Return the records that follow, matching each one exactly.
— Start —
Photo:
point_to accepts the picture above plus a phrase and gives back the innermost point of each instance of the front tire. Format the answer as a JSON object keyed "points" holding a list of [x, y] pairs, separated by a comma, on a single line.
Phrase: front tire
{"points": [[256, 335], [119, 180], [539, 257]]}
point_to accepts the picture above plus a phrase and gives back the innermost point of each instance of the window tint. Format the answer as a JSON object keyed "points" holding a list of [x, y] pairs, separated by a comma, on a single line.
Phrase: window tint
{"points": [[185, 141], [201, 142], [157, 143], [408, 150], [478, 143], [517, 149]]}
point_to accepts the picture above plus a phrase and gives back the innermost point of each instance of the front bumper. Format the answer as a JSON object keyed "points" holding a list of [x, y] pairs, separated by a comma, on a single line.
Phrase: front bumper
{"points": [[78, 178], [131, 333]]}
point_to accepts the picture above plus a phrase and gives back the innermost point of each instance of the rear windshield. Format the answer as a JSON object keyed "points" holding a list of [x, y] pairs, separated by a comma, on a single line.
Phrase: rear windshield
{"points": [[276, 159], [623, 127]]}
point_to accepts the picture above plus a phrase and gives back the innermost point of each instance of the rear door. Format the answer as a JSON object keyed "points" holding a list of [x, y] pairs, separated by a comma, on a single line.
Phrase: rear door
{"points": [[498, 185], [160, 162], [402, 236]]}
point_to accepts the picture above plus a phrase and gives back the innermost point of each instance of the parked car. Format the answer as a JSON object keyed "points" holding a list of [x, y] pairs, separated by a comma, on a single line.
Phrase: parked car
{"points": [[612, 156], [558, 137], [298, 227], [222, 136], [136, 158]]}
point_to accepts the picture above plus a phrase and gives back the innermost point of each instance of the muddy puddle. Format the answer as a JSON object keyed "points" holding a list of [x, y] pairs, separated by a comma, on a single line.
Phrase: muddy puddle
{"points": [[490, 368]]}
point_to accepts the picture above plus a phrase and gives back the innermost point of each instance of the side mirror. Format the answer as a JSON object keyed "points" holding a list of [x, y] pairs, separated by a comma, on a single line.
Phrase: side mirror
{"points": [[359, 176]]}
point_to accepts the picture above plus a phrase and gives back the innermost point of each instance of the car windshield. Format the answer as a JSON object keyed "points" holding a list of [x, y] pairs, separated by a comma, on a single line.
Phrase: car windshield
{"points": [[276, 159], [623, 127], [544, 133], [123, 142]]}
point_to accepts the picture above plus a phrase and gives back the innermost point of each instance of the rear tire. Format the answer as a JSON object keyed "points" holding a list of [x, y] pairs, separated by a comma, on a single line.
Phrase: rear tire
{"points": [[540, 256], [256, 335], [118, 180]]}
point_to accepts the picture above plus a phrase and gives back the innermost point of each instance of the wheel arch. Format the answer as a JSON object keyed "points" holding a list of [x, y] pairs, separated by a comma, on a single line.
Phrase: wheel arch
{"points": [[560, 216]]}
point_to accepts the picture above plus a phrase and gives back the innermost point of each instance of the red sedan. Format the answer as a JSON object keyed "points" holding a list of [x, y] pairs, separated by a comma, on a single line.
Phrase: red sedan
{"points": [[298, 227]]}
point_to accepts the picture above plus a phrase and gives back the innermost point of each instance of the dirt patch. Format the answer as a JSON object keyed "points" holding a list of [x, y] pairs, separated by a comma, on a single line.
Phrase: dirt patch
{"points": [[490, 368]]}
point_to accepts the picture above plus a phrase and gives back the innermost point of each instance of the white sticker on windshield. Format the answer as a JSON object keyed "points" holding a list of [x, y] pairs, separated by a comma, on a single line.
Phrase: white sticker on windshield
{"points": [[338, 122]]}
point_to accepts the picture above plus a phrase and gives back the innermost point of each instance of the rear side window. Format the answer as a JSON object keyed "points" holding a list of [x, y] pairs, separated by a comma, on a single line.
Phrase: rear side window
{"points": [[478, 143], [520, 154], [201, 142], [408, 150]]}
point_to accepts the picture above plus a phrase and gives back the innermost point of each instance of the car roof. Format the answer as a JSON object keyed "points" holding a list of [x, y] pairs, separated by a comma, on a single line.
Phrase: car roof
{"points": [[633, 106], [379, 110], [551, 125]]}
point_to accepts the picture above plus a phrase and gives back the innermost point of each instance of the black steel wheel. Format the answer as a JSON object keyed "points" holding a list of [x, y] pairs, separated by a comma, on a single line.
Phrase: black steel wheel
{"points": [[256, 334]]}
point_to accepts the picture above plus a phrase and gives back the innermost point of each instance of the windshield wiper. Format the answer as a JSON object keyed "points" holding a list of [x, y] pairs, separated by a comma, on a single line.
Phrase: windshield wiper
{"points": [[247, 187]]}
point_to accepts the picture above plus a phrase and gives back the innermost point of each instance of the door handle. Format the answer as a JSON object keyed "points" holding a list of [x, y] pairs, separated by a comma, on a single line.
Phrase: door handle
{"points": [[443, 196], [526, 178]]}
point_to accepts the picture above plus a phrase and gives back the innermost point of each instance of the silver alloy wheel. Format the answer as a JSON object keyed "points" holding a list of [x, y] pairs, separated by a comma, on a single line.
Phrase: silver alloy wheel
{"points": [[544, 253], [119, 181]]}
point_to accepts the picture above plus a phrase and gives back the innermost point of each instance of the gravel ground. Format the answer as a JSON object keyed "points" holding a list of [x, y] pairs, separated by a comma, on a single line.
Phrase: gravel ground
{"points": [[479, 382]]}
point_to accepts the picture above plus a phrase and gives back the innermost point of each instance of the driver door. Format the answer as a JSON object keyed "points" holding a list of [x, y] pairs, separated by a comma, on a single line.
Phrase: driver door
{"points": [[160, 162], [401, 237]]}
— End —
Answer to this exercise =
Photo:
point_to accepts the picture above plus a phrase and gives back the innermost point of each instance of the front tire. Format the answer as a JSON object keyed "points" holding a list of [x, y] pairs, separated by a comma, on a single line.
Phrase: front tire
{"points": [[256, 335], [119, 180], [539, 257]]}
point_to accepts the picture above plus a phrase and gives back the innermost point of each instance of the window tint. Format the answer as a JSON object keyed "points" holding a list of [x, y] pairs, separated by a comma, on a single line.
Phrase: window tint
{"points": [[185, 141], [201, 142], [157, 143], [408, 150], [478, 143], [517, 149]]}
point_to accepts the picture above plus a phrase and gives back the innermost point of each instance of the front bumper. Format the answer as a JSON object keyed "points" holding a list of [x, y] pairs, separated by a comma, on a single line.
Phrase: front bumper
{"points": [[78, 178], [131, 333]]}
point_to accepts the picture above plus a phrase and gives back the innermost point of each instance of the rear windshield. Format the answer as a JSON object keyed "points" holding a list of [x, y] pairs, separated by a comma, on a single line.
Phrase: rear windshield
{"points": [[276, 159], [623, 127]]}
point_to accepts the picture above plus a phrase and gives back the innermost point of each instance of the rear door. Format the answer as a JSON object keyed "points" holding a list of [x, y] pairs, separated by a comma, on a single line.
Phrase: rear door
{"points": [[498, 185], [160, 162], [402, 236]]}
point_to accepts the picture above plus a phrase and gives back the innermost point of each instance of the parked car. Format the answer as a JSON object keyed "points" holding a list of [x, y] pairs, separated by a comma, on a single line.
Phrase: parked car
{"points": [[612, 156], [558, 137], [298, 227], [222, 136], [136, 158]]}
point_to accepts the picture above plus a phrase and gives back the innermost point of each instance of the muddy puddle. Format the answer as a JSON object keyed "points" holding a list of [x, y] pairs, separated by a comma, on a single line.
Phrase: muddy puddle
{"points": [[490, 368]]}
point_to accepts the picture above plus a phrase and gives back the innermost point of each instance of the side mirror. Format the answer as a JSON object keyed "points" holding a list of [x, y] pairs, separated by a comma, on a single line.
Phrase: side mirror
{"points": [[359, 176]]}
point_to accepts the picture above plus a phrase and gives back the innermost point of each instance of the car windshield. Format the answer as a JSON object keyed "points" holding a list of [x, y] pairs, separated by a comma, on a single line.
Phrase: car windshield
{"points": [[276, 159], [623, 127], [544, 133], [123, 142]]}
point_to accepts the picture above plus a phrase and gives back the innermost point of each instance of the rear tire. Format the answer as a JSON object keyed "points" holding a list of [x, y] pairs, separated by a comma, on a single line.
Phrase: rear tire
{"points": [[540, 256], [256, 335], [118, 180]]}
point_to accepts the picture above plus a phrase and gives back the innermost point of each instance of the wheel arch. Format the answer as a JSON object keyed "points" holding a list of [x, y] pairs, separated by a comma, on a single line.
Phrase: wheel arch
{"points": [[560, 216]]}
point_to accepts the picture above plus a phrase and gives back the innermost point of each instance of the red sedan. Format the answer as a JSON object keyed "points" holding a list of [x, y] pairs, separated by a comma, on a single line.
Phrase: red sedan
{"points": [[298, 227]]}
point_to accepts the picture above plus a phrase and gives back the innermost point of each instance of the dirt patch. Format the answer as a JSON object keyed "points" holding a list of [x, y] pairs, separated by a comma, on a single line.
Phrase: dirt patch
{"points": [[490, 368]]}
point_to accepts the picture above plus a phrase and gives back the innermost point of each instance of the white sticker on windshield. Format the answer as a JSON object keyed "points" holding a list of [x, y] pairs, separated by a comma, on a single line.
Phrase: white sticker on windshield
{"points": [[338, 122]]}
point_to accepts the picture above plus a phrase and gives back the innermost point of each instance of the rear side window. Format the answer as a JSON object keyed "points" holding a list of [x, y] pairs, separated by a comma, on a single line.
Phrase: rear side window
{"points": [[478, 143], [520, 154], [201, 142], [408, 150]]}
point_to accepts the picture above plus a phrase and gives back the innermost point of each instance of the car roof. Format the answer as a JSON object keyed "points" holding a list of [x, y] pairs, separated by a comma, on a single line.
Phrase: car roof
{"points": [[633, 106], [379, 110], [551, 125]]}
point_to accepts the picture above plus a phrase and gives back the innermost point of each instance of the black steel wheel. Format the answer as a JSON object keyed "points" holding a list of [x, y] pairs, separated by a comma, on a single line.
Phrase: black steel wheel
{"points": [[256, 334]]}
point_to accepts the picture above plus a phrase and gives back the innermost point of each instance of the windshield wiper. Format the answer as a JSON object keyed "points" holding a list of [x, y] pairs, separated by a comma, on a single line.
Phrase: windshield wiper
{"points": [[247, 187]]}
point_to accepts the picture above plus a phrase and gives back the innermost point of each instance of the door handle. Format the answer as a JSON object keyed "points" holding a list of [x, y] pairs, separated by a comma, on a single line.
Phrase: door handle
{"points": [[443, 196], [526, 178]]}
point_to accepts the picture above plus a phrase and gives back the innermost point of each instance of the silver alloy wheel. Format the answer as a JSON object keyed "points" holding a list of [x, y] pairs, separated by a comma, on a single line.
Phrase: silver alloy wheel
{"points": [[544, 253], [119, 181]]}
point_to accepts the picture above plus a phrase and gives back the innermost point of each instance of the gravel ground. Format the answer as a JSON object keyed "points" holding a list of [x, y] pairs, separated by a comma, on a single line.
Phrase: gravel ground
{"points": [[479, 382]]}
point_to accepts the picture above plus a phrase and gives back the innermost point of each instance of the driver door. Format the answer as a JSON object keyed "points" holding a list of [x, y] pairs, separated by a comma, on a single line.
Phrase: driver door
{"points": [[160, 162], [401, 237]]}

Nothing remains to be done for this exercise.